Data extracted from a collection
* * * * * * *
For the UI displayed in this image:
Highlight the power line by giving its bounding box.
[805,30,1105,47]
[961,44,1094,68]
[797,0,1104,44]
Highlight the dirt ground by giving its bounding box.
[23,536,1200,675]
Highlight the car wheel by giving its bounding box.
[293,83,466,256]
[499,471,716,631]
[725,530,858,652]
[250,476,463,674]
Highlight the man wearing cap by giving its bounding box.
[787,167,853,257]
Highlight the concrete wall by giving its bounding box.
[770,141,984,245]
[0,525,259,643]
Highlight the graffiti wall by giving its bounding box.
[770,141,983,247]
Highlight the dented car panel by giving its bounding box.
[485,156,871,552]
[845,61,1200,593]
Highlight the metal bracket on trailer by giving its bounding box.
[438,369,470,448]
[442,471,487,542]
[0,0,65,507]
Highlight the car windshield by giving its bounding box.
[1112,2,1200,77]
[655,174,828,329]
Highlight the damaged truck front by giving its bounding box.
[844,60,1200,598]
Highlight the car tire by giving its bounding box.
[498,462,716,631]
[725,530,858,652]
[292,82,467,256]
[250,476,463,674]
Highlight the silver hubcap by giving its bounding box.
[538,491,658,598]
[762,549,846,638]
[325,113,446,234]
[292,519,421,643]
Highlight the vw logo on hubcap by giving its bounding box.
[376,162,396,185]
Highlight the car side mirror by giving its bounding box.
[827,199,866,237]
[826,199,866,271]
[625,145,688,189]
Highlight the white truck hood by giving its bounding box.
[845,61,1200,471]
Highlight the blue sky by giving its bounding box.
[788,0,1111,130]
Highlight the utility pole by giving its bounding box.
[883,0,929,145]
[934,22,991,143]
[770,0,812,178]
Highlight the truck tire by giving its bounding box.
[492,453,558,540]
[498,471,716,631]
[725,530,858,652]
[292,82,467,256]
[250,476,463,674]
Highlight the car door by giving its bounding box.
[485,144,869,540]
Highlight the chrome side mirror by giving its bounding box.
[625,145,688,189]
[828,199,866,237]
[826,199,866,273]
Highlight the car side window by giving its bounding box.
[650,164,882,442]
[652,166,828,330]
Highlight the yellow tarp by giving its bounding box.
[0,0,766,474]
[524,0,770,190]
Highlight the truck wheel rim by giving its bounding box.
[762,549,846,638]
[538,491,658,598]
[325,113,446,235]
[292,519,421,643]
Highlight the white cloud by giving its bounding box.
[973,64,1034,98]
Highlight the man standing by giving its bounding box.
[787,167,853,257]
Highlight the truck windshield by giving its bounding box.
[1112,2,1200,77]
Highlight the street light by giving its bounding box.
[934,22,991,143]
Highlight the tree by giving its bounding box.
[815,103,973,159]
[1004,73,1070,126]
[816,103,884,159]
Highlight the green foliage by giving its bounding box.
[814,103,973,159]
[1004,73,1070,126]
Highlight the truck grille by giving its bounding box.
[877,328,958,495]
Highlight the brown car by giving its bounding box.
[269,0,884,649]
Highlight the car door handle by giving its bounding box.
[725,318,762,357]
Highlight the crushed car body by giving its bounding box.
* * * * * * *
*Exercise*: Rewrite all of the records above, putting "Mark" in place of every "Highlight" and changing nothing else.

*Task output*:
For the UI displayed in this image:
Mark the power line by giving its bounding box.
[805,30,1105,47]
[961,44,1094,68]
[797,0,1104,44]
Mark the dirt ground by giving its bounding box.
[23,536,1200,675]
Mark the car wheel by giving its bounding box.
[293,83,466,256]
[499,471,716,631]
[725,530,858,652]
[250,476,463,674]
Mark the man wearing cap by giving its bounding box.
[787,167,853,257]
Mark the concrete wall by giving its bounding box.
[770,141,984,245]
[0,525,259,643]
Mark the graffiti wall by giving its bounding box.
[770,141,983,247]
Mark the dented car panel by giving its bounding box.
[485,156,871,552]
[845,61,1200,593]
Mark the metal bracket on trailer by giving its bounding box.
[438,369,470,448]
[442,471,487,542]
[0,0,65,507]
Mark the car windshield by giving its bounding box.
[1112,2,1200,77]
[655,174,828,329]
Mark the damaged truck front by giving its bounding box.
[844,60,1200,598]
Mark the car tire by giving its bounding box.
[498,462,716,631]
[725,530,858,652]
[292,82,467,256]
[250,476,463,674]
Mark the silver hubcap by giving its bounding box.
[538,491,658,598]
[762,549,846,638]
[325,113,446,234]
[292,519,421,643]
Mark the vw logo on hubcap by giving its bounding box.
[376,162,396,185]
Mark the car side mirror by giving its bounding box.
[827,199,866,237]
[826,199,866,271]
[625,145,688,189]
Mark the white truck hood by giving its bounding box.
[845,61,1200,471]
Mark the blue sky by giving its bounding box.
[788,0,1111,130]
Mark the utility pole by giving its bounding box.
[883,0,929,145]
[934,22,991,143]
[770,0,812,178]
Mark the truck tire by giving its bounding box.
[492,453,558,540]
[498,471,716,631]
[725,530,858,652]
[292,82,467,256]
[250,476,463,674]
Mark the car door by giving its bounding box.
[485,144,869,540]
Mark the chrome side mirror by giving its bounding box.
[625,145,688,189]
[828,199,866,237]
[826,199,866,273]
Mark the car side window by giving its bounding box.
[650,164,882,442]
[652,166,828,330]
Mark the yellow tarp by giving its bounding box.
[0,0,766,474]
[524,0,770,190]
Mark the truck wheel rim by giving its bounding box.
[762,549,846,638]
[538,491,658,598]
[325,113,446,235]
[292,519,421,643]
Mark the white cloud by giving its bounding box.
[973,64,1034,98]
Mark the man standing by giving its bounding box.
[787,167,853,257]
Mark the truck windshield by giving its bounding box.
[1112,2,1200,77]
Mark the street light by giving its bounding box.
[934,22,991,143]
Mark the tree by giving its bounding box.
[815,103,973,159]
[1004,73,1070,126]
[816,103,884,159]
Mark the green foliage by giving its bounding box.
[814,103,973,159]
[1004,73,1070,126]
Mark the truck grille by giving its bounding box.
[877,328,958,495]
Mark the brown car by giving its bounding box.
[269,0,884,649]
Mark the car door handle by giving its bounding box.
[725,318,762,357]
Mark the crushed car body by giving its bounding box.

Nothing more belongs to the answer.